Set problem A »
Reproduce, word for word, the part of the tribute to Bishop Thomas Hoyt that opens with the words containing "Two memories in" and closes with "was Thomas’ home.".
Set problem B »
Take the tribute to Bishop Thomas Hoyt further, beginning immediately after its final sentence.

Supplied text »
October 30, 2013 By Collegeville Institute Leave a Comment

Bishop Thomas HoytThomas Hoyt, Jr., Senior Bishop of the Christian Methodist Episcopal Church, died on October 27 at age 72. From 1977 to 2001 he served on the board of directors of the Collegeville Institute, and was subsequently elected an honorary life member. In 1984 he lived at the Institute as a participant in the Resident Scholars Program.

I first met Thomas in the mid-1970s, when he participated in the Institute’s inaugural summer consultation program, “Confessing Faith in God Today,” a sustained conversation that over a six-year period involved 34 persons and resulted in the book God on Our Minds (1982). He was already on the Board when I became executive director in 1984, and thus was one of my bosses. We worked together on many other projects, most notably the consultation that produced Stony the Road We Trod: African American Biblical Interpretation (1991), a book that changed the field of biblical studies.

Two memories in particular—one of something I heard him talk about, the other of something I actually saw—stake out the territory of God’s world that was Thomas’ home.

He loved to tell a story I heard several times, and that is published in the introduction to Stony the Road We Trod:

My father was a pastor for forty years. When I was growing up, sometimes he and I would be the only ones at the weekly prayer meetings. He would ask me to sing a song and pray, and then he would do the same. “Didn’t we have a glorious time!” he would say on the way home. Sometimes I did not want to be there. But we did have a glorious time.

The young Thomas learned early on the bracing truth of Jesus’ declaration that “Where two or three are gathered in my name, there am I in the midst of them.” And there weren’t even three—just two, but that was enough. The older Thomas was teaching his son that a glorious time doesn’t require multitudes; song and prayer are sufficient—and it’s okay now and then not even to want to be there.

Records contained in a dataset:
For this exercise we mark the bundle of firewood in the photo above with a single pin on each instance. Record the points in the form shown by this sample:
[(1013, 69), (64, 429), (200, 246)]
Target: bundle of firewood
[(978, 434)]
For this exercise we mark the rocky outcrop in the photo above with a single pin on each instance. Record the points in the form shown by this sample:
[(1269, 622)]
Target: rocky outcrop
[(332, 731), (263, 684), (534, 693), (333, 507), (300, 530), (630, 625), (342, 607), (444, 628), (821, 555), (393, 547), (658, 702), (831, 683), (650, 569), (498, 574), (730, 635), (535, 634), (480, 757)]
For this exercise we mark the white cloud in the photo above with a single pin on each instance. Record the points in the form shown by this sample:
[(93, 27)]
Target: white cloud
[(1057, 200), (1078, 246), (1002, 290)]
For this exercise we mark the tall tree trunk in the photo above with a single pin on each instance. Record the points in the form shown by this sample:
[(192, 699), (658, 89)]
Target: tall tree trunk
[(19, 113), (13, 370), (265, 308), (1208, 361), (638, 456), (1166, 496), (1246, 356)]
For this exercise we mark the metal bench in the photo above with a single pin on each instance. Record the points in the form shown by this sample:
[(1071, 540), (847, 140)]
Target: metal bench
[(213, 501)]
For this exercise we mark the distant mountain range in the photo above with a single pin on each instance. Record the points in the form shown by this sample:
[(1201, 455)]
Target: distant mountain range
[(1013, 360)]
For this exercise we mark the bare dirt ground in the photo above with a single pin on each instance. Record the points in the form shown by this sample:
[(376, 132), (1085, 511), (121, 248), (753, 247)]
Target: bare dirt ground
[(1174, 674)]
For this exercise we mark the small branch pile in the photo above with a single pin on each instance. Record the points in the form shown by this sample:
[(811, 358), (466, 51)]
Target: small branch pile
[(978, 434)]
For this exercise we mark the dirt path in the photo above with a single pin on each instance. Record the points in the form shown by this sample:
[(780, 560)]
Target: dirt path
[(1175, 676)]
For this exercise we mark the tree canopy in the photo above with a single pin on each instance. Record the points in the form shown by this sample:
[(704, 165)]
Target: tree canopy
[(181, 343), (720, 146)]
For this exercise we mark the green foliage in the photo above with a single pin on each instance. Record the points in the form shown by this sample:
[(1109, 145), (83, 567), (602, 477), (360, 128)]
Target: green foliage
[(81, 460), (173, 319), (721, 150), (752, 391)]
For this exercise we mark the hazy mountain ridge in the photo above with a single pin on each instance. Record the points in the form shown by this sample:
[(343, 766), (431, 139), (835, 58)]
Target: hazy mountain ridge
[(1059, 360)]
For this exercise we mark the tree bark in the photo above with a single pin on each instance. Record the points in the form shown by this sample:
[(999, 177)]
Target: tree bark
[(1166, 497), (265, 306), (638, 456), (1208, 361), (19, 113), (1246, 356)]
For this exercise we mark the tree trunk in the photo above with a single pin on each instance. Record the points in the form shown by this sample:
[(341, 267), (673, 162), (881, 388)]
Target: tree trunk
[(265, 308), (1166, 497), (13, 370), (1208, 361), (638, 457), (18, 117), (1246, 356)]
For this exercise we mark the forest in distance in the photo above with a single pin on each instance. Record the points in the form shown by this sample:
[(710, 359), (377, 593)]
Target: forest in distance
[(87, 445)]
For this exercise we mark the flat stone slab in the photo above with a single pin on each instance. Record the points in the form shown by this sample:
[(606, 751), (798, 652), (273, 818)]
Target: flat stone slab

Output A »
Two memories in particular—one of something I heard him talk about, the other of something I actually saw—stake out the territory of God’s world that was Thomas’ home.

Output B »
I believe what Thomas learned in those prayer meetings was essential preparation for my other territory-defining memory.

On November 6, 2003 I was privileged to represent the Institute at Thomas’ inauguration as president of the National Council of the Churches of Christ in the USA for a two-year term, 2004-05. He said on that occasion that he welcomed the opportunity to reach out for justice and reconciliation through the work of the National Council, whose 36 Protestant, Anglican, and Orthodox member communions comprise some 140,000 congregations and 50 million congregants.

The service on that day at Anderson United Methodist Church in Jackson, Mississippi, was, to be sure, a glorious time—a congregation of several hundred, celebratory speeches by gifted preachers, eloquent prayers, and music with energy and beat. But I suspect that Thomas would say that this time, launching him into responsibility for 50 million Christians, was no more glorious than those times when it was just two Thomas Hoyts, Sr. and Jr., singing and praying.

Patrick Henry
Executive Director of the Collegeville Institute from 1984-2004

Images: Thomas Hoyt, Jr. Available from: nccusa.org.
Axel-D. Sunset Balloon Flight. Available from: Flickr Commons.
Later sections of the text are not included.